### WRITTEN INSTRUCTION
Please rewrite all of these lines, putting "box coordinates" wherever "bounding boxes" appears and keeping everything else unchanged. Leave the pictures out of your answer.

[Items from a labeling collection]
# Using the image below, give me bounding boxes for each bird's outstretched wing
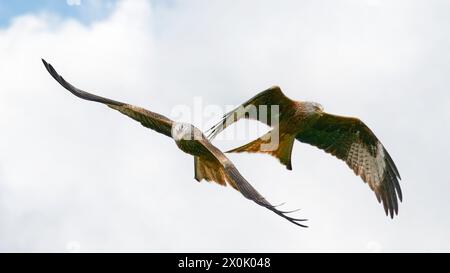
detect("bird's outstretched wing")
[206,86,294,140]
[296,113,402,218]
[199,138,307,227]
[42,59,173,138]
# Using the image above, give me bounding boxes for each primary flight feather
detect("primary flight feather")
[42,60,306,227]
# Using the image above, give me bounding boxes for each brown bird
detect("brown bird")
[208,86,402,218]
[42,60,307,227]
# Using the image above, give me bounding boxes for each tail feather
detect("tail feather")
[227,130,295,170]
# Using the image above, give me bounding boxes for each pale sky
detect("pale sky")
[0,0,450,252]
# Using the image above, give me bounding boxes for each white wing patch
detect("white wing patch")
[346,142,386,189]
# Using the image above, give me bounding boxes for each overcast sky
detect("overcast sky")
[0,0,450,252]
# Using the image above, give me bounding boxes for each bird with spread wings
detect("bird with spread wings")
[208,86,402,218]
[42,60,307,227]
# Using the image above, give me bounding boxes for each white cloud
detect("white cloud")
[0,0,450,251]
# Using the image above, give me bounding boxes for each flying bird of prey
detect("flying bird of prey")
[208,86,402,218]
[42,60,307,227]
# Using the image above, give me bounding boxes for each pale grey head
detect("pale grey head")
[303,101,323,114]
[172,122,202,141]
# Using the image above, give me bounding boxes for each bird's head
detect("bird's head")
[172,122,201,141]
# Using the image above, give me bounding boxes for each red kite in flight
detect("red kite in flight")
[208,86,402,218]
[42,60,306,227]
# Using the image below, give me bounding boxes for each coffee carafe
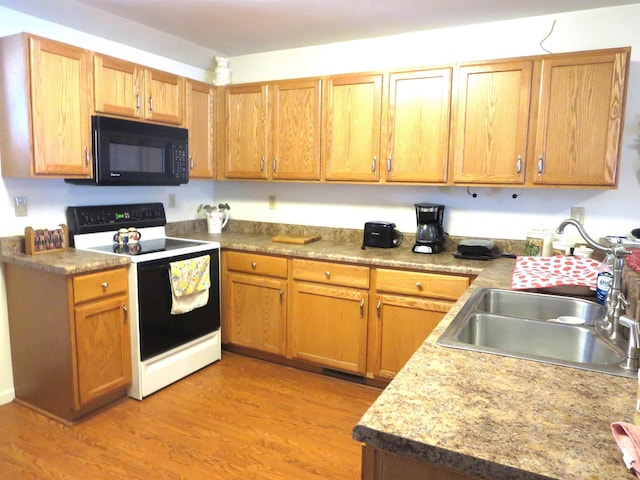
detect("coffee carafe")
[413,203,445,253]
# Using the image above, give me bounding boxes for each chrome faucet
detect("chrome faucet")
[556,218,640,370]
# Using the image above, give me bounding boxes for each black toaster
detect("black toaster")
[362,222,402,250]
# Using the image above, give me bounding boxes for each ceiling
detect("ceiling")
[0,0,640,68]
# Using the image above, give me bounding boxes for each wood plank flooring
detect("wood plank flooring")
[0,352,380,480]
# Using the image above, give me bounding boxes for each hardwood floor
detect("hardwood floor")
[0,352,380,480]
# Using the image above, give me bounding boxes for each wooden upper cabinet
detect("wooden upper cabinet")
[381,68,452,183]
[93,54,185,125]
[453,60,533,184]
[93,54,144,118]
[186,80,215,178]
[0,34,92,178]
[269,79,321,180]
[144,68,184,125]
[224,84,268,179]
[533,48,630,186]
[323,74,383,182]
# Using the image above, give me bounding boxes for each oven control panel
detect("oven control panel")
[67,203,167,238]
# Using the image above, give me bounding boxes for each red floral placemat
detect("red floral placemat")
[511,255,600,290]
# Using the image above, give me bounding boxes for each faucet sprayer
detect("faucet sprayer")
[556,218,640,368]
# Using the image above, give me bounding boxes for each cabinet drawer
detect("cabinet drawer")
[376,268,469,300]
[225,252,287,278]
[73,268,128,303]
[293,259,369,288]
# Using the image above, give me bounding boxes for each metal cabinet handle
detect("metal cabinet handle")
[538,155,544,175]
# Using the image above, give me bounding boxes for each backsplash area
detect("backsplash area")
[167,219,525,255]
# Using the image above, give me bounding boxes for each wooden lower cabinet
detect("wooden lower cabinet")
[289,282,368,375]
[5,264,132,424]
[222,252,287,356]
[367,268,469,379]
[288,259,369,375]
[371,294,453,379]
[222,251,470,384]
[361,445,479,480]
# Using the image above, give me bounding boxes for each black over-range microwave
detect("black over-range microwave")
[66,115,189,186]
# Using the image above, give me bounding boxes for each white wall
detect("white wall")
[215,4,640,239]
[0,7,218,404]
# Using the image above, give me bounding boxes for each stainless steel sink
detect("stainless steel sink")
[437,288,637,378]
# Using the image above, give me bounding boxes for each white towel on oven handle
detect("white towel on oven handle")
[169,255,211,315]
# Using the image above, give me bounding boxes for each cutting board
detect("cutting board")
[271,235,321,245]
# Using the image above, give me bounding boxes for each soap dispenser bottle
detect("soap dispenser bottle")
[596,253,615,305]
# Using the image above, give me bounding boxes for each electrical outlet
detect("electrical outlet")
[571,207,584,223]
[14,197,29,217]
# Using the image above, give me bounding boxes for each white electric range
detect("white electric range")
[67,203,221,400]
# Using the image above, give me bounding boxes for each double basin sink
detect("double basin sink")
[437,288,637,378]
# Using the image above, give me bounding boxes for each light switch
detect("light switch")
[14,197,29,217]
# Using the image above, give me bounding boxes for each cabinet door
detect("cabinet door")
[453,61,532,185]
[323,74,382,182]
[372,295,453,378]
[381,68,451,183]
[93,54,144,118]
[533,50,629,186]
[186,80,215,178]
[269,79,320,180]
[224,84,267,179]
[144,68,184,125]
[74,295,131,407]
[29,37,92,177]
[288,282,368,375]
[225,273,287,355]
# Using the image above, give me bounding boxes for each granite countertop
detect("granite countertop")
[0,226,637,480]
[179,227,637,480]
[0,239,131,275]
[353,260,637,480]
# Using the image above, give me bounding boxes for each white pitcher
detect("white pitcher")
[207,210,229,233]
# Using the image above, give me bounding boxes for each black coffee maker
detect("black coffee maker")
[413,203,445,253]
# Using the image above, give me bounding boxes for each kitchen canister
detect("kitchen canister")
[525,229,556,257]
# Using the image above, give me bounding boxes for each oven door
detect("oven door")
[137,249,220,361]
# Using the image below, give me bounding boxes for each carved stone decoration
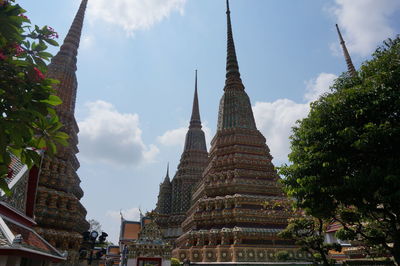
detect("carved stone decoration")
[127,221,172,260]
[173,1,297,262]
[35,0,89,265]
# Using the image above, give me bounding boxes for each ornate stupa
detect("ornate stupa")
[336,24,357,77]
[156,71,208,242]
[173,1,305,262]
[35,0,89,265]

### EXPECTED OUTPUT
# Using the image below, give me box coordinates for each bird's outstretched wing
detect("bird's outstretched wing")
[206,86,294,140]
[296,113,402,218]
[199,138,307,227]
[42,59,173,138]
# Using the image above, give me box coordinates for each primary flight feather
detect("primary flight feather")
[42,60,306,227]
# Using the image above, give me box coordinates for each brown bird
detect("brown bird")
[208,86,402,218]
[42,60,307,227]
# Using the image above, give me box coordinates for each tail feather
detect("tail feather")
[227,130,295,170]
# Using the image above, give me box coordinates for each pale sky
detect("pale sky")
[0,0,450,252]
# Using the image above, give me box coordinates for each white wing patch
detect("white wing patch")
[346,142,386,189]
# Using the image above, give me box coordinates for each overcast sky
detect("overcast sky")
[0,0,450,252]
# Using the image above, give me box coordinates for each bird with spread wings
detect("bird with spread wings")
[208,86,402,218]
[42,60,307,227]
# Using the image above, give me box coordinates for each white cloud
detect("white cloud")
[0,0,450,251]
# Using the image above, give me box coordinates for each flying bird of prey
detect("flying bird of prey")
[208,86,402,218]
[42,60,307,227]
# Using the image above, give me box coordinates for each pale grey head
detect("pale grey head")
[303,101,323,114]
[172,122,202,141]
# Using the image above, give me box coordinates for each bird's head
detect("bird's head")
[172,122,201,141]
# Using the image above, give me box coordinates for each red kite in flight
detect("red kite in flight")
[208,86,402,218]
[42,60,306,227]
# Using the image below, give me box coordinates for each coffee carafe
detect("coffee carafe")
[413,203,445,253]
# Using the image above, give me box coordinates for each chrome faucet
detect("chrome faucet")
[556,218,640,370]
# Using the image above, give me box coordinates for each black toaster
detect("black toaster")
[362,222,402,250]
# Using the image above, give me box coordinates for each ceiling
detect("ceiling")
[0,0,640,68]
# Using the image above, give me box coordinates for each wood plank flooring
detect("wood plank flooring")
[0,352,380,480]
# Using the image above, give me box coordinates for each hardwood floor
detect("hardwood floor")
[0,352,380,480]
# Using the image above, give me box coordinates for each wooden upper cabinet
detect("wooden upper cabinet")
[381,68,452,183]
[93,54,185,125]
[453,60,533,184]
[93,54,144,118]
[186,80,215,178]
[0,34,92,178]
[269,79,321,180]
[144,68,184,125]
[224,84,268,179]
[533,48,630,186]
[323,74,383,182]
# Using the image above, give me box coordinates for each oven control panel
detect("oven control panel")
[67,203,167,238]
# Using the image above, give me box coordinates for each red floral placemat
detect("red floral placemat")
[511,255,600,290]
# Using the image above, give me box coordinates for each faucet sprayer
detect("faucet sprayer")
[556,218,640,368]
# Using the image above, give me box coordinates for each cabinet drawer
detect("cabinet drawer")
[376,268,469,300]
[225,252,287,278]
[73,268,128,303]
[293,259,369,288]
# Using the image above, give me box coordinates for each metal cabinet handle
detect("metal cabinet handle")
[538,155,544,175]
# Using the image above, give me box coordinates for each backsplash area
detect("backsplash area")
[167,219,525,255]
# Using the image above, give me box coordinates for each wooden lower cabinet
detect("wooden lower cabinet")
[289,282,368,375]
[5,264,132,424]
[222,252,287,356]
[367,268,469,379]
[288,259,369,375]
[371,294,453,379]
[222,251,470,384]
[361,445,479,480]
# Using the image above, give me box coordinates for each black over-range microwave
detect("black over-range microwave")
[66,115,189,186]
# Using the image above, give me box coordinates for each white wall
detect("white wall")
[215,4,640,239]
[0,7,218,404]
# Using the image above, give me box coordinates for each stainless steel sink
detect("stainless steel sink")
[437,288,637,378]
# Using the image above, give me box coordinates for each white towel on oven handle
detect("white towel on oven handle")
[169,255,211,315]
# Using the image above, give me box coordinates for each cutting board
detect("cutting board")
[271,235,321,245]
# Using the image above, give me box coordinates for each soap dispenser bottle
detect("soap dispenser bottle")
[596,253,615,305]
# Using the image above, give me box coordinates for each electrical outlet
detect("electrical outlet")
[571,207,584,223]
[14,197,29,217]
# Using the image above, give me box coordinates for each white electric range
detect("white electric range")
[67,203,221,400]
# Using the image above, give me box coordinates for each double basin sink
detect("double basin sink")
[437,288,637,378]
# Using the image above, give me box coordinates for each light switch
detect("light switch")
[14,197,29,217]
# Using the image above, give me box coordinates for each cabinet door
detect("cabinet door")
[453,61,532,185]
[323,74,382,182]
[372,295,453,378]
[381,68,451,183]
[93,54,144,118]
[533,50,629,186]
[186,80,215,178]
[269,79,320,180]
[224,84,267,179]
[144,68,184,125]
[74,295,131,407]
[29,37,92,177]
[288,282,368,375]
[225,273,287,355]
# Using the image above, give me box coordinates for each granite countertop
detect("granite countertop")
[0,226,637,480]
[179,227,637,480]
[0,239,131,275]
[353,260,637,480]
# Using the image above, give me box coordinates for each white pitcher
detect("white pitcher")
[207,210,229,233]
# Using the image above, give me box coordinates for each black coffee maker
detect("black coffee maker")
[413,203,445,253]
# Using the image above, give me box coordinates for each kitchen canister
detect("kitchen canister")
[525,229,556,257]
# Using the image above, give me box coordinates for each oven door
detect("oven door")
[137,249,220,361]
# Using the image below, give me box coordinates for each carved stone decoration
detect("carved stone decoration")
[127,221,172,260]
[173,1,297,262]
[35,0,89,265]
# Using the image above, give me box coordinates for each ornate stupa
detect("ornate stupa")
[336,24,357,77]
[156,71,208,242]
[173,1,305,262]
[35,0,89,265]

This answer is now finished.